◆ **Assignment**
Each line of data below must be printed exactly as written, with any pictures removed.

BEGIN Information provided

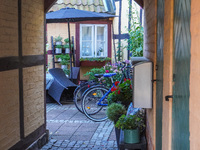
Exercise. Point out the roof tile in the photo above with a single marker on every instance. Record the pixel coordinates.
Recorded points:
(88, 5)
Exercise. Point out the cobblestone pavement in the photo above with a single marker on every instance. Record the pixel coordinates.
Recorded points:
(71, 130)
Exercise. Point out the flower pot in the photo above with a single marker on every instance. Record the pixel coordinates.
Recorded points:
(132, 136)
(117, 134)
(59, 43)
(92, 63)
(64, 66)
(58, 50)
(67, 50)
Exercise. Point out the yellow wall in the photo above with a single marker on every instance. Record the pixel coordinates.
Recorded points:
(194, 102)
(33, 77)
(149, 50)
(9, 87)
(8, 28)
(9, 109)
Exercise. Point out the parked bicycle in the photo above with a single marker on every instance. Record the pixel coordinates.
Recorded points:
(94, 100)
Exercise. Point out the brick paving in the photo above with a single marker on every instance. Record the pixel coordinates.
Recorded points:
(71, 130)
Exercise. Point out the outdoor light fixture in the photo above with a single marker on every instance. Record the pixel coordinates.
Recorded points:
(142, 82)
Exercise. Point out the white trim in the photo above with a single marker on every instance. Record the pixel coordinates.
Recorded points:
(94, 39)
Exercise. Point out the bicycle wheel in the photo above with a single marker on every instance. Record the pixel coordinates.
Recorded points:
(90, 102)
(78, 96)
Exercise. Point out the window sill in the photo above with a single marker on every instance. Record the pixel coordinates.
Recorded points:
(87, 63)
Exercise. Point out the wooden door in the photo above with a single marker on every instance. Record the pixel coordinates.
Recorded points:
(159, 74)
(181, 73)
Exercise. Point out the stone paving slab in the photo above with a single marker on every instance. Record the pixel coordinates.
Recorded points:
(71, 130)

END Information provided

◆ **Solution to this problem**
Exercise. Point out the roof tile in the photo above with a single marker on every instance. Record the pixel coordinates.
Recorded points:
(88, 5)
Exercise. Point out the cobblestone pavement in the photo above with a single marker on every instance. Record the pixel coordinates.
Recorded points:
(71, 130)
Exercise. Point out the flower pot in the photo above with a single marker on every instance. Record the pixel coordinates.
Recorded points:
(132, 136)
(117, 134)
(59, 43)
(92, 63)
(64, 66)
(58, 50)
(67, 50)
Exercise. Point out the yellow wall in the photo above with a single marker on every instance. Record the pixel coordinates.
Recorded points:
(194, 102)
(33, 77)
(149, 50)
(9, 87)
(8, 28)
(9, 109)
Exercise. Point out the parked bicycle in the photo above with a single marker on every instance. Record the pixel coordinates.
Recorded points:
(94, 100)
Exercise. Point out the brick paving in the photo above with a single marker on every instance. Record the pixel coordinates.
Recorded points:
(71, 130)
Exercise. Point out the outdoor light fixture in the photo above with a single marker on every instance. Record the pixel coordinates.
Recorded points:
(142, 82)
Exercise. Point out the white trim in the photo above with a single marker on every instance. Record the pixel coordinates.
Recorded points:
(94, 39)
Exercise. Point out the bicycle wheel in the photo above with a single marker on every instance. Record the pixel coordinates.
Recorded points:
(90, 102)
(78, 96)
Exercise. Point out the window sill in the photo above with a single marker on every instance. Record the pixel coordinates.
Recorded points:
(87, 63)
Exercise. Point out the wooden door in the photo above with a single marker on every instance. Record the pixel coordinates.
Recorded points:
(159, 74)
(181, 73)
Exercise. Point out the stone paving slab in the photo above with a single marker on every instance. Record the pixel coordinates.
Recorded points:
(71, 130)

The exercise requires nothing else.